» Given records:
--

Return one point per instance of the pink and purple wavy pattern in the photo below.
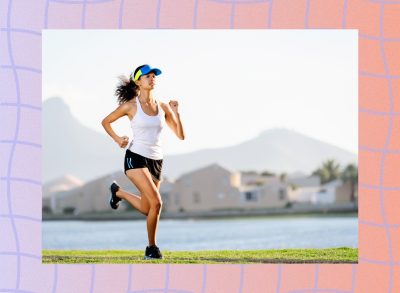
(22, 22)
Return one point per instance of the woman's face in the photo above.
(147, 81)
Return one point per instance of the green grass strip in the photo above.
(329, 255)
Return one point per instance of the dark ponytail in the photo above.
(127, 89)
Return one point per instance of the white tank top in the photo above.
(147, 133)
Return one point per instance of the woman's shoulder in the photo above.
(164, 105)
(129, 105)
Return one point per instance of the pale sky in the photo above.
(231, 84)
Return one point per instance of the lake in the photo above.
(215, 234)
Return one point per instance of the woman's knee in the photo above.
(156, 203)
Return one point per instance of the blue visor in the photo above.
(146, 69)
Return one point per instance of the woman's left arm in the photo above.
(173, 119)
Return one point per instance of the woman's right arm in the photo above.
(121, 111)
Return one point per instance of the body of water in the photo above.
(221, 234)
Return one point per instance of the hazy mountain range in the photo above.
(69, 147)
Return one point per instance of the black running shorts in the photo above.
(135, 161)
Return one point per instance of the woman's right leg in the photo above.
(142, 179)
(138, 202)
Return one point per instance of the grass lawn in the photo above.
(329, 255)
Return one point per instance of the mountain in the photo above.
(69, 147)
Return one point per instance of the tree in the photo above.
(329, 171)
(350, 174)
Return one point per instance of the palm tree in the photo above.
(329, 171)
(350, 174)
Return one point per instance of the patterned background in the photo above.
(22, 21)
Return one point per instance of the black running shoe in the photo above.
(114, 199)
(152, 252)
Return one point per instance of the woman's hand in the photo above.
(122, 141)
(173, 119)
(174, 106)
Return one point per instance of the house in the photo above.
(216, 188)
(209, 188)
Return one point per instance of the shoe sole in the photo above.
(151, 258)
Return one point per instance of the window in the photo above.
(177, 198)
(282, 194)
(250, 196)
(196, 197)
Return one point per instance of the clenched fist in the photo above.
(122, 141)
(174, 106)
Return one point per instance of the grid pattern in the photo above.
(21, 23)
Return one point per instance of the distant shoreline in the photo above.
(301, 211)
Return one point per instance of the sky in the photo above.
(231, 84)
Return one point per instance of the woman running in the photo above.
(144, 156)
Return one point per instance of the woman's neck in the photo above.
(146, 97)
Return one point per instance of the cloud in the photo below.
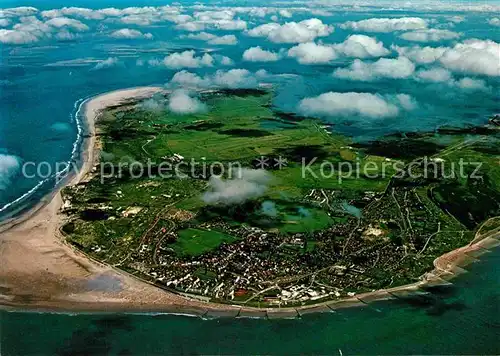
(430, 35)
(421, 55)
(386, 24)
(473, 56)
(227, 40)
(495, 21)
(85, 13)
(257, 54)
(17, 37)
(65, 35)
(269, 209)
(234, 78)
(9, 167)
(435, 75)
(127, 33)
(398, 68)
(247, 184)
(355, 104)
(219, 20)
(361, 46)
(187, 59)
(156, 103)
(312, 53)
(190, 80)
(292, 32)
(180, 102)
(30, 30)
(201, 36)
(407, 102)
(18, 11)
(213, 39)
(4, 22)
(107, 63)
(60, 22)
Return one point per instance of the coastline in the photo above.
(41, 272)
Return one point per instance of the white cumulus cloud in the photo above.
(472, 84)
(180, 102)
(234, 78)
(245, 185)
(127, 33)
(292, 32)
(495, 21)
(188, 59)
(9, 166)
(361, 46)
(398, 68)
(435, 75)
(386, 24)
(474, 56)
(421, 55)
(312, 53)
(107, 63)
(430, 35)
(354, 104)
(67, 22)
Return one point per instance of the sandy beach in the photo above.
(40, 271)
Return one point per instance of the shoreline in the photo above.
(42, 272)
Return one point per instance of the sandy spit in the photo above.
(41, 272)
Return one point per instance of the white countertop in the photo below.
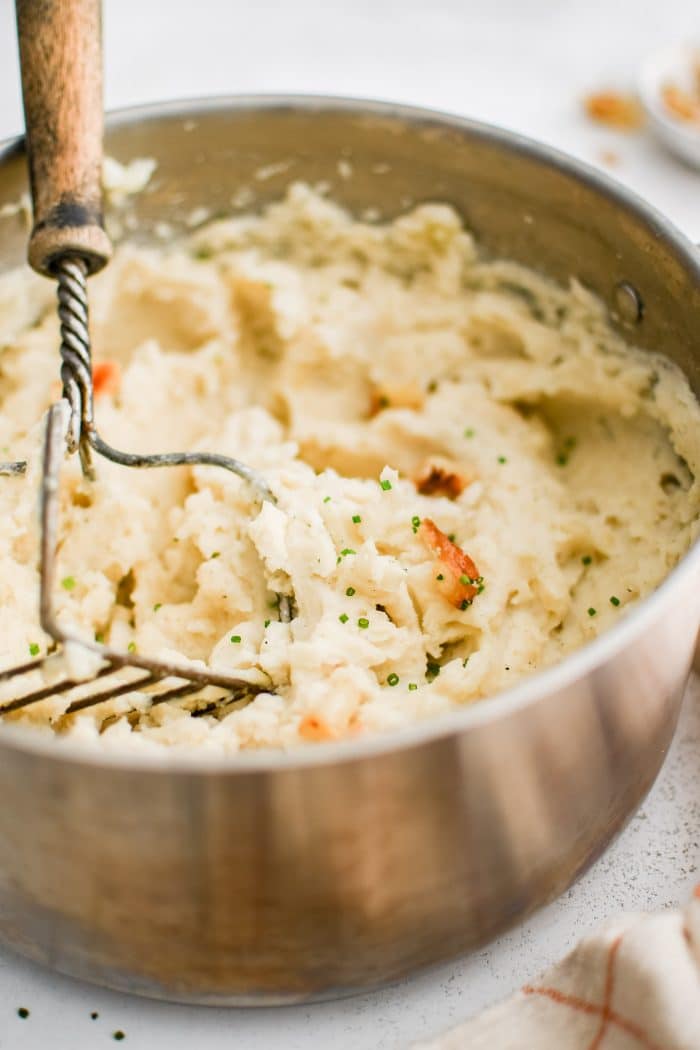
(520, 63)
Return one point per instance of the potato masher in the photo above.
(61, 65)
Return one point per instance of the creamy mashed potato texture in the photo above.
(473, 474)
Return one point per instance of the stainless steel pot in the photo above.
(274, 878)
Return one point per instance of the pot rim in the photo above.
(576, 666)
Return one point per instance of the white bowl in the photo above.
(675, 66)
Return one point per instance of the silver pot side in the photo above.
(297, 879)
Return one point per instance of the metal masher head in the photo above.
(68, 244)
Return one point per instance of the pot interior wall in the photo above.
(520, 201)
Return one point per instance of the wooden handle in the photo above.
(61, 63)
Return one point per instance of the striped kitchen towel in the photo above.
(633, 985)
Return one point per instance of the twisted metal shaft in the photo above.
(76, 365)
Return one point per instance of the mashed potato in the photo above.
(473, 475)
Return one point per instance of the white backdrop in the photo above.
(521, 63)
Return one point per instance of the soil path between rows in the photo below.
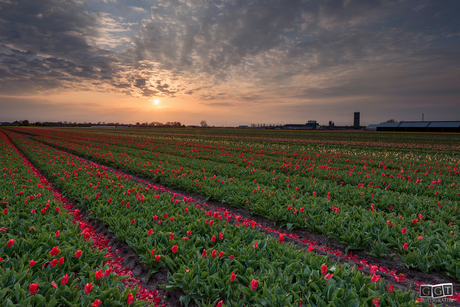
(321, 243)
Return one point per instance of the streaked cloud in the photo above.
(232, 53)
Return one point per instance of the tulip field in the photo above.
(389, 202)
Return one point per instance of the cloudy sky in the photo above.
(229, 62)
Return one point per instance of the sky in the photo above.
(229, 62)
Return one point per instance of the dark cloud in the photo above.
(255, 51)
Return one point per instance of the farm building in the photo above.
(311, 125)
(433, 126)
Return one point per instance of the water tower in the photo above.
(356, 121)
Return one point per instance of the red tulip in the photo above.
(88, 288)
(107, 272)
(375, 278)
(65, 279)
(373, 269)
(33, 288)
(254, 284)
(130, 298)
(99, 274)
(54, 251)
(323, 269)
(376, 302)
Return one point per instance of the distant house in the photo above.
(311, 125)
(371, 127)
(425, 126)
(9, 124)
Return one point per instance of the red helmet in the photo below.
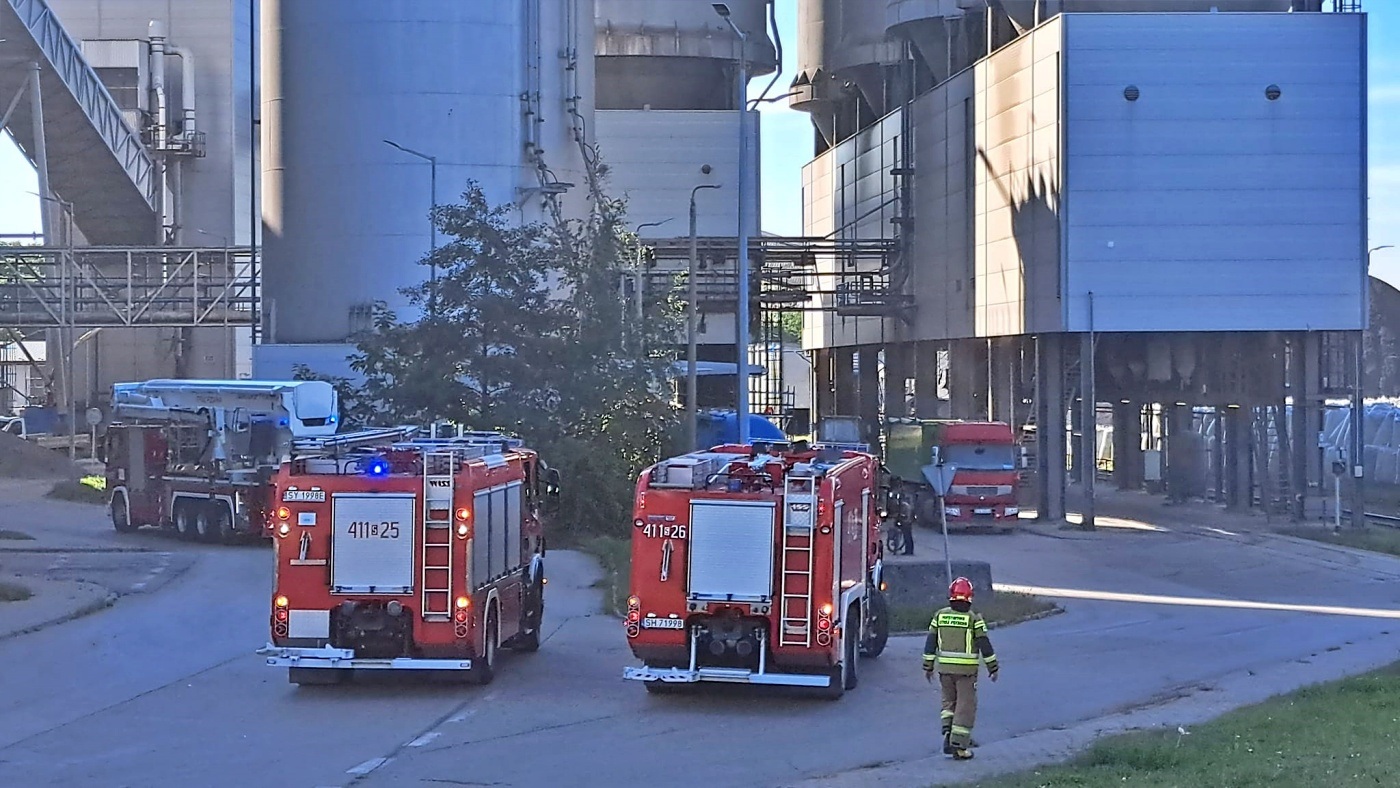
(961, 589)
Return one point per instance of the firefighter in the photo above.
(955, 648)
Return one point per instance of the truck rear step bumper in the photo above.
(723, 675)
(345, 659)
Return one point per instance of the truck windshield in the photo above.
(980, 456)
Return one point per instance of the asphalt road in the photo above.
(164, 689)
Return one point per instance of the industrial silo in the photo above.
(357, 98)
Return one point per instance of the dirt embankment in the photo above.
(24, 459)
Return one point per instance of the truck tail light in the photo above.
(280, 615)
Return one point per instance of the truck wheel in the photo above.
(216, 522)
(874, 644)
(185, 519)
(485, 665)
(850, 647)
(121, 521)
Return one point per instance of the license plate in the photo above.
(662, 623)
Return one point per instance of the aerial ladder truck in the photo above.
(199, 455)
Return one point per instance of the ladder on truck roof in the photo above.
(438, 497)
(798, 529)
(346, 441)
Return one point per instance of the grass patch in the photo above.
(1337, 734)
(1001, 610)
(1375, 538)
(79, 493)
(13, 592)
(615, 556)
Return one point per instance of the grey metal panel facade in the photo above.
(1204, 205)
(345, 213)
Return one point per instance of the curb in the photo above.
(1186, 706)
(3, 549)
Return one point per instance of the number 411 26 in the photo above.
(660, 531)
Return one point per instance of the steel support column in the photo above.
(1050, 410)
(868, 396)
(898, 363)
(843, 378)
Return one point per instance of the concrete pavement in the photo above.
(164, 689)
(53, 602)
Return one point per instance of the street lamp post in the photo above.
(66, 322)
(742, 318)
(431, 161)
(692, 413)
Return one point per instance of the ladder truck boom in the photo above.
(200, 455)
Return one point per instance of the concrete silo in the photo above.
(667, 105)
(493, 90)
(668, 121)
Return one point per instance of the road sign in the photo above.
(941, 476)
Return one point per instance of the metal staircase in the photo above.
(94, 157)
(438, 496)
(795, 594)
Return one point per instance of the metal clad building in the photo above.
(1206, 205)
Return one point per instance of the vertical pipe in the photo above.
(742, 317)
(1088, 421)
(1358, 437)
(692, 329)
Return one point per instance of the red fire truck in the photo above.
(396, 553)
(756, 564)
(199, 455)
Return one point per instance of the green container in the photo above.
(909, 448)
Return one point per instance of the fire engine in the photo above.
(758, 566)
(402, 553)
(984, 490)
(199, 455)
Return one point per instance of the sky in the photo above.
(787, 144)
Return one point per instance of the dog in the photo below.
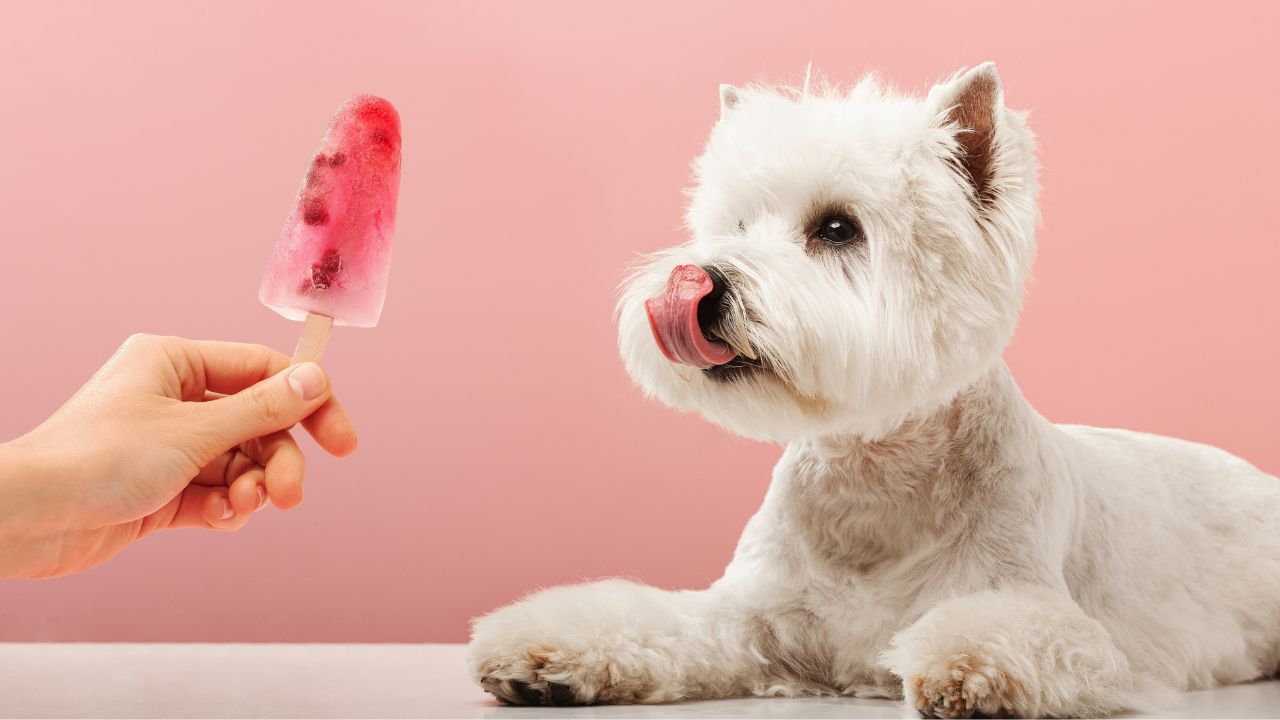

--

» Do this:
Rewrite the data above as a numbered list without any blank lines, and leave the pictures out.

» Expected answer:
1. Return one point per instance of the pink and purple wavy pattern in the photo below.
2. (22, 22)
3. Return one point per instance of the woman's face in the photo above.
4. (147, 81)
5. Return one point per instance of the green grass strip in the photo above.
6. (329, 255)
7. Return one point per instance of the dark ponytail in the photo above.
8. (127, 89)
9. Return one point per instance of the white tank top in the photo above.
10. (147, 133)
11. Return one point per instance of the woman's shoulder in the photo above.
12. (164, 105)
13. (129, 105)
14. Return one point per instance of the pale sky in the photo above.
15. (231, 84)
16. Return one point per instance of the lake in the photo above.
17. (215, 234)
18. Return one point per instance of the woman's knee in the photo above.
19. (156, 203)
20. Return one point per instance of the blue visor in the photo above.
21. (146, 69)
22. Return one point per instance of the woman's left arm in the photo above.
23. (173, 119)
24. Return one point per instance of the woman's right arm in the photo above.
25. (121, 111)
26. Return one point per instance of the body of water in the photo above.
27. (221, 234)
28. Return one point per instance of the hazy mountain range in the photo above.
29. (69, 147)
30. Return one point per instance of the black running shorts in the photo above.
31. (135, 161)
32. Return one point per instance of the woman's right leg in the photo above.
33. (142, 179)
34. (138, 202)
35. Return one point per instance of the grass lawn in the photo above.
36. (329, 255)
37. Return one point per instance of the mountain in the photo above.
38. (69, 147)
39. Return one point per instance of the tree in the photo above.
40. (329, 171)
41. (350, 174)
42. Return one point per instance of the palm tree in the photo above.
43. (329, 171)
44. (350, 174)
45. Return one point per instance of the patterned background in the photo above.
46. (22, 21)
47. Return one point per instance of the black running shoe in the photo above.
48. (114, 199)
49. (152, 252)
50. Return one point per instance of the woman's hand in the photo above.
51. (122, 141)
52. (173, 119)
53. (174, 106)
54. Return one point per instance of the house in the photo above.
55. (216, 188)
56. (209, 188)
57. Return one point per instance of the shoe sole in the photo above.
58. (151, 258)
59. Return one point per instance of the window in the photo above.
60. (177, 198)
61. (282, 194)
62. (250, 196)
63. (196, 197)
64. Return one point per instance of the clenched fist in the photo above.
65. (122, 141)
66. (174, 106)
67. Return one point per instance of the grid pattern in the photo above.
68. (21, 23)
69. Return one point per instance of the distant shoreline in the photo above.
70. (301, 211)
71. Return one point per instance of the sky in the photo above.
72. (231, 84)
73. Return one point per instance of the woman running in the photo above.
74. (144, 156)
75. Return one point per instance of the woman's neck in the photo above.
76. (146, 97)
77. Return one point per instance of the cloud in the photo below.
78. (430, 35)
79. (421, 55)
80. (386, 24)
81. (473, 56)
82. (227, 40)
83. (495, 21)
84. (85, 13)
85. (257, 54)
86. (17, 37)
87. (65, 35)
88. (269, 209)
89. (234, 78)
90. (9, 167)
91. (435, 75)
92. (127, 33)
93. (398, 68)
94. (247, 184)
95. (355, 104)
96. (219, 20)
97. (361, 46)
98. (187, 59)
99. (156, 103)
100. (312, 53)
101. (190, 80)
102. (292, 32)
103. (180, 102)
104. (30, 30)
105. (201, 36)
106. (407, 102)
107. (18, 11)
108. (213, 39)
109. (4, 22)
110. (107, 63)
111. (60, 22)
112. Return one point per instance of the coastline in the photo above.
113. (41, 272)
114. Return one point per instance of the white cumulus cloud in the photo above.
115. (472, 84)
116. (180, 102)
117. (234, 78)
118. (245, 185)
119. (127, 33)
120. (292, 32)
121. (495, 21)
122. (188, 59)
123. (9, 166)
124. (361, 46)
125. (398, 68)
126. (435, 75)
127. (386, 24)
128. (474, 56)
129. (421, 55)
130. (312, 53)
131. (107, 63)
132. (430, 35)
133. (354, 104)
134. (67, 22)
135. Return one point per instance of the sandy beach in the photo above.
136. (40, 271)
137. Return one point per instance of the shoreline in the photo above.
138. (42, 272)
139. Return one point per instance of the sandy spit in the photo above.
140. (41, 272)
141. Return one point per instance of the white countertop in the photo below.
142. (520, 63)
143. Return one point per instance of the potato masher in the photo above.
144. (61, 65)
145. Return one point per instance of the creamy mashed potato texture in the photo above.
146. (473, 474)
147. Return one point per instance of the stainless steel pot in the photo above.
148. (274, 878)
149. Return one point per instance of the pot rim in the photo above.
150. (576, 666)
151. Return one point per instance of the white bowl in the photo above.
152. (675, 66)
153. Return one point per instance of the silver pot side in the photo above.
154. (297, 879)
155. Return one point per instance of the metal masher head in the photo above.
156. (68, 244)
157. Return one point per instance of the pot interior wall in the photo above.
158. (520, 201)
159. Return one point per instance of the wooden handle in the photo above.
160. (61, 63)
161. Return one point per instance of the striped kitchen towel in the photo above.
162. (633, 985)
163. Return one point per instance of the twisted metal shaft in the photo above.
164. (76, 365)
165. Return one point per instance of the mashed potato in the photo above.
166. (473, 475)
167. Return one point per instance of the white backdrop in the photo above.
168. (521, 63)
169. Return one point per instance of the soil path between rows in the photo below.
170. (321, 243)
171. Return one point per instance of the streaked cloud in the photo above.
172. (232, 53)
173. Return one point per instance of the tulip field in the photo above.
174. (389, 202)
175. Return one point per instance of the cloudy sky in the photo above.
176. (229, 62)
177. Return one point per instance of the sky in the photo above.
178. (229, 62)
179. Return one point per instance of the dark cloud in the photo above.
180. (255, 51)
181. Return one point per instance of the farm building in the photo above.
182. (311, 125)
183. (433, 126)
184. Return one point per instance of the water tower in the photo above.
185. (356, 121)
186. Return one point per instance of the red tulip in the photo above.
187. (88, 288)
188. (107, 272)
189. (375, 278)
190. (65, 279)
191. (373, 269)
192. (33, 288)
193. (254, 284)
194. (130, 298)
195. (99, 274)
196. (54, 251)
197. (323, 269)
198. (376, 302)
199. Return one point per instance of the distant house in the photo above.
200. (311, 125)
201. (371, 127)
202. (425, 126)
203. (9, 124)
204. Return one point per instance of the red helmet in the photo below.
205. (961, 589)
206. Return one point per instance of the firefighter in the photo above.
207. (955, 648)
208. Return one point per instance of the truck rear step bumper in the photo above.
209. (723, 675)
210. (345, 659)
211. Return one point per instance of the truck windshield in the photo above.
212. (980, 456)
213. Return one point per instance of the asphalt road in the photo above.
214. (164, 689)
215. Return one point per instance of the industrial silo in the photo above.
216. (357, 98)
217. Return one point per instance of the dirt embankment in the photo above.
218. (24, 459)
219. Return one point per instance of the truck tail light in the photo above.
220. (280, 615)
221. Return one point per instance of the truck wheel in the photo above.
222. (216, 522)
223. (874, 644)
224. (185, 519)
225. (485, 665)
226. (850, 647)
227. (121, 521)
228. Return one point per instance of the license plate in the photo above.
229. (662, 623)
230. Return one point per instance of the aerial ladder truck in the photo above.
231. (199, 455)
232. Return one point per instance of the ladder on truck roof in the photo above.
233. (438, 497)
234. (798, 529)
235. (346, 441)
236. Return one point per instance of the grass patch in the photo above.
237. (1337, 734)
238. (1001, 610)
239. (1375, 538)
240. (79, 493)
241. (13, 592)
242. (615, 556)
243. Return one point per instance of the grey metal panel facade in the photo above.
244. (1204, 205)
245. (345, 213)
246. Return one point per instance of the curb in the photo above.
247. (1186, 706)
248. (3, 549)
249. Return one point per instance of the number 411 26 in the photo above.
250. (660, 531)
251. Return one point per instance of the steel support column in the photo above.
252. (1050, 410)
253. (868, 396)
254. (898, 363)
255. (843, 378)
256. Return one point per instance of the concrete pavement in the photo above.
257. (164, 689)
258. (53, 602)
259. Return one point per instance of the street lamp post in the photo above.
260. (66, 322)
261. (742, 318)
262. (431, 161)
263. (692, 413)
264. Return one point per instance of the ladder truck boom in the photo above.
265. (200, 455)
266. Return one point per instance of the concrete silo in the photo above.
267. (667, 105)
268. (493, 90)
269. (668, 121)
270. Return one point per instance of the road sign in the photo above.
271. (941, 476)
272. Return one point per instance of the metal staircase in the photo above.
273. (94, 157)
274. (438, 496)
275. (795, 594)
276. Return one point per instance of the metal clad building in the photo above.
277. (1206, 205)
278. Return one point per instance of the vertical pipe in the photo above.
279. (742, 317)
280. (1088, 421)
281. (1358, 437)
282. (692, 329)
283. Return one point per instance of the red fire truck in the photo above.
284. (396, 553)
285. (756, 564)
286. (199, 455)
287. Return one point per instance of the green container in the photo above.
288. (909, 448)
289. Return one point per instance of the fire engine in the photo above.
290. (758, 566)
291. (402, 553)
292. (984, 490)
293. (199, 455)
294. Return one point per instance of the sky in the photo above.
295. (787, 144)
296. Return one point per instance of the dog in the photo below.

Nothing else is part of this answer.